### TASK STATEMENT
Copy the lines below word for word, leaving out the pictures.

### STORED ROWS
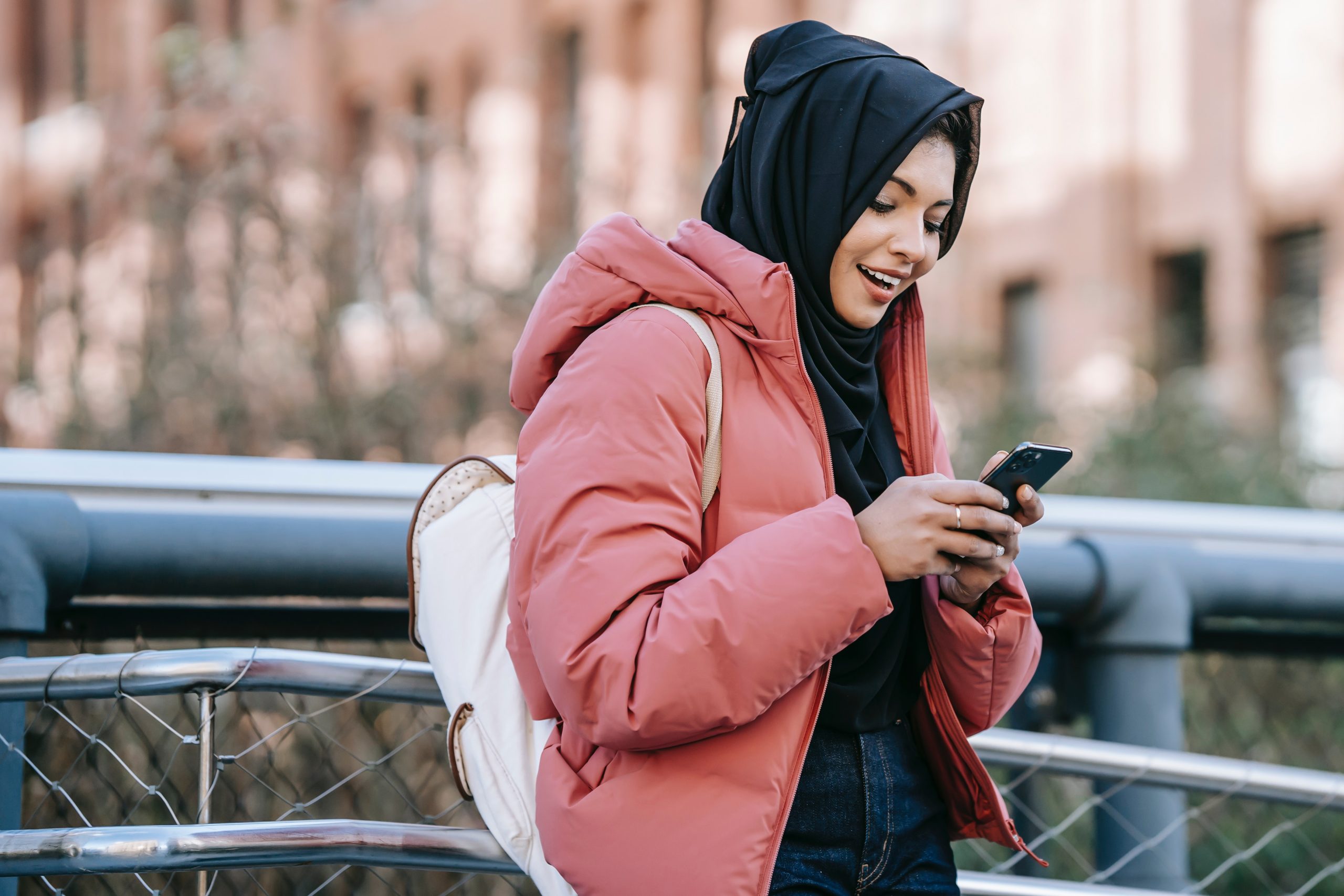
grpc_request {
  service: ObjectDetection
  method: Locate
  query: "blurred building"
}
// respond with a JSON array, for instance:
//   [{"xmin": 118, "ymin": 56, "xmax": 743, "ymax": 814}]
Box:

### EXERCISE RESULT
grpc_request {
  service: ObjectDetection
  method: Locate
  query: "blurred building"
}
// respond with a JSON array, for instance:
//   [{"xmin": 118, "ymin": 56, "xmax": 743, "ymax": 814}]
Box:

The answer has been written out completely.